• [SHORT PROBLEM]: Copy the records that follow exactly as written, but not their pictures.
── SOURCE RECORDS
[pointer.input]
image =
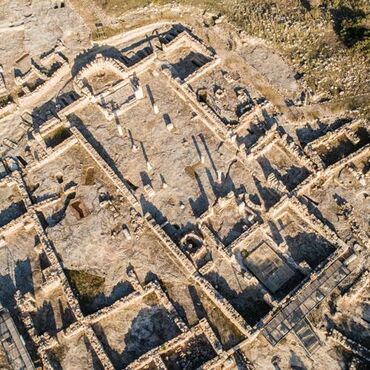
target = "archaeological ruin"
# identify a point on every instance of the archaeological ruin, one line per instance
(163, 208)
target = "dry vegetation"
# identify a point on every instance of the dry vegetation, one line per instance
(327, 41)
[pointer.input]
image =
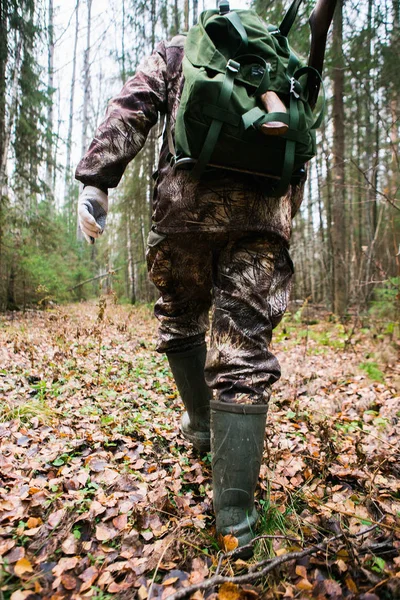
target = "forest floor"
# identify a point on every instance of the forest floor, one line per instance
(102, 498)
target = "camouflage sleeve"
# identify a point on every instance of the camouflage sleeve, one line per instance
(128, 120)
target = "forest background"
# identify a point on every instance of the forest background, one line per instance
(60, 63)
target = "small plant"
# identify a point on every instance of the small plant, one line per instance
(373, 371)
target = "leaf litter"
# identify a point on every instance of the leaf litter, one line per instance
(101, 497)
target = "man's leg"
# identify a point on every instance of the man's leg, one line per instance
(180, 267)
(251, 290)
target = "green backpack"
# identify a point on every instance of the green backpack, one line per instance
(231, 59)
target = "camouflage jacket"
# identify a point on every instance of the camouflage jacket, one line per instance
(221, 201)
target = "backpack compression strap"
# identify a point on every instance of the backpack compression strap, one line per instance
(232, 69)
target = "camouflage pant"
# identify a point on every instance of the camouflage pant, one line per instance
(246, 281)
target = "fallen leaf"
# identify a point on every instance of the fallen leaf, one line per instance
(21, 595)
(304, 584)
(229, 591)
(88, 577)
(65, 564)
(33, 522)
(229, 542)
(170, 581)
(23, 565)
(104, 533)
(56, 517)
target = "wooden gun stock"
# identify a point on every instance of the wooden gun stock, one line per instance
(320, 20)
(272, 103)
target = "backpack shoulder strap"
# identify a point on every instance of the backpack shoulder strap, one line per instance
(289, 18)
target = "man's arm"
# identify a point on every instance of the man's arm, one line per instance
(128, 120)
(320, 20)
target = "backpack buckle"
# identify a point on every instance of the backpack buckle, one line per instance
(224, 7)
(233, 66)
(294, 84)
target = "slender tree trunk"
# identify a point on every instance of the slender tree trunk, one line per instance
(67, 179)
(86, 80)
(123, 72)
(131, 273)
(176, 17)
(12, 112)
(3, 66)
(153, 17)
(86, 91)
(338, 208)
(50, 110)
(186, 14)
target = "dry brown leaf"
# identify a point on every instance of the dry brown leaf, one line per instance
(301, 571)
(20, 594)
(56, 517)
(304, 584)
(65, 564)
(170, 581)
(69, 581)
(351, 585)
(120, 522)
(229, 591)
(70, 545)
(33, 522)
(6, 545)
(228, 542)
(104, 533)
(23, 565)
(88, 577)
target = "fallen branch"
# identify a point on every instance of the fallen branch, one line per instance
(254, 576)
(111, 272)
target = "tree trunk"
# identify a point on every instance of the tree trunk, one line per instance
(186, 14)
(338, 208)
(50, 110)
(67, 179)
(86, 80)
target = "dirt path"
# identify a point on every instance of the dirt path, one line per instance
(100, 496)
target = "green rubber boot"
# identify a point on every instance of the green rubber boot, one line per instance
(237, 442)
(188, 371)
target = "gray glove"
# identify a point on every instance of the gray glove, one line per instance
(92, 212)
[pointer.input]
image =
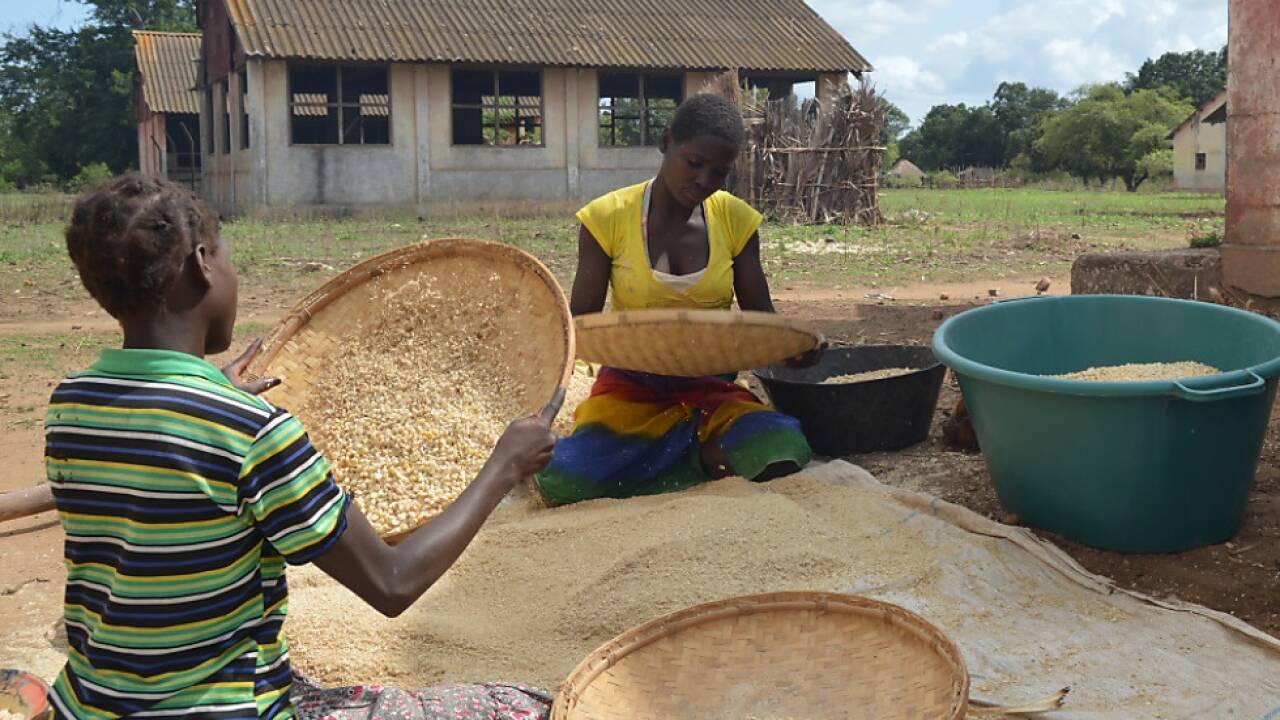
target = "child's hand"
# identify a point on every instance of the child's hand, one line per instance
(526, 446)
(812, 358)
(237, 367)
────
• [EXERCISE SOLUTION]:
[pointer.input]
image =
target = "archaeological ruin"
# identify a point on every instance of the archaeological ruin, one line per instance
(163, 208)
target = "dry vegetation"
# identify a point on every instance of the dry vegetation, one line per instance
(327, 41)
[pointer.input]
image =
target = "forest floor"
# identify a point on every instance of the forest floor, one line per instance
(102, 498)
target = "camouflage sleeve"
# identify a point on every instance of the camouflage sleeve, one line per instance
(128, 120)
target = "forest background"
# identify a point on every instance of the forest background, one line per instance
(60, 63)
target = "small plant"
# identify a point on every instance of the small plant, one line per instance
(373, 371)
target = "leaf litter"
# identify a point on every instance of the leaf litter, one line per instance
(101, 497)
target = "man's leg"
# identify a point on every instance of the man's leg, one line per instance
(180, 267)
(251, 290)
target = "green backpack"
# identify a point on every instance of the green backpack, one line per instance
(231, 59)
target = "camouflage jacket"
# identify a point on every instance of the camouflage jacket, one line per instance
(221, 201)
target = "backpack compression strap"
# identify a point on every instance of the backpack compression strap, one line per instance
(232, 69)
target = "camouflage pant"
# identify a point on every instance of the camouflage pant, one line per instance
(246, 281)
target = "fallen leaf"
# identify a point on every instance of the fallen leaf, one line per instance
(21, 595)
(304, 584)
(229, 591)
(88, 577)
(65, 564)
(33, 522)
(229, 542)
(170, 581)
(23, 565)
(104, 533)
(56, 517)
target = "wooden gun stock"
# identify a point on every instance of the wooden gun stock, one line per instance
(320, 20)
(272, 103)
target = "backpack shoulder strap"
# identify a point on every instance of the backpack shoulder strap, one line per instance
(289, 18)
target = "man's arm"
# identify a point on every instance of the man's arm, one line per instance
(128, 120)
(320, 20)
target = "backpack buckle"
# identify a point on every instance of the backpack buckle, one line per instance
(224, 7)
(233, 66)
(294, 84)
target = "slender tree trunk"
# identify a point on every instance of the slender tree trunk, one line per instance
(67, 179)
(86, 80)
(123, 72)
(131, 273)
(176, 17)
(12, 112)
(3, 66)
(153, 17)
(86, 91)
(338, 208)
(50, 110)
(186, 14)
target = "dry brown leaf"
# identify a point on every instance of the dry brown leaf, one line per instance
(301, 571)
(20, 594)
(56, 517)
(304, 584)
(65, 564)
(170, 581)
(69, 581)
(351, 585)
(120, 522)
(229, 591)
(70, 545)
(33, 522)
(6, 545)
(228, 542)
(104, 533)
(23, 565)
(88, 577)
target = "fallen branch"
# identify a point on every instance of the fallen branch, one line per instance
(254, 576)
(111, 272)
target = "tree trunk"
# identify a point on every instance of the tree trunk, one line per instance
(186, 14)
(338, 208)
(50, 110)
(67, 179)
(86, 80)
target = "dirt path"
# identify a point on every instance of the dirt path, one line per instance
(100, 496)
target = "green rubber boot"
# identify a point on every instance of the green rubber boot, one line per instance
(237, 442)
(188, 371)
target = "gray glove"
# identify a point on every instance of the gray glove, one line per instance
(92, 212)
[pointer.input]
image =
target = "child's hand"
# identify a point on every instance of the child's hand, one line per instance
(526, 446)
(812, 358)
(237, 367)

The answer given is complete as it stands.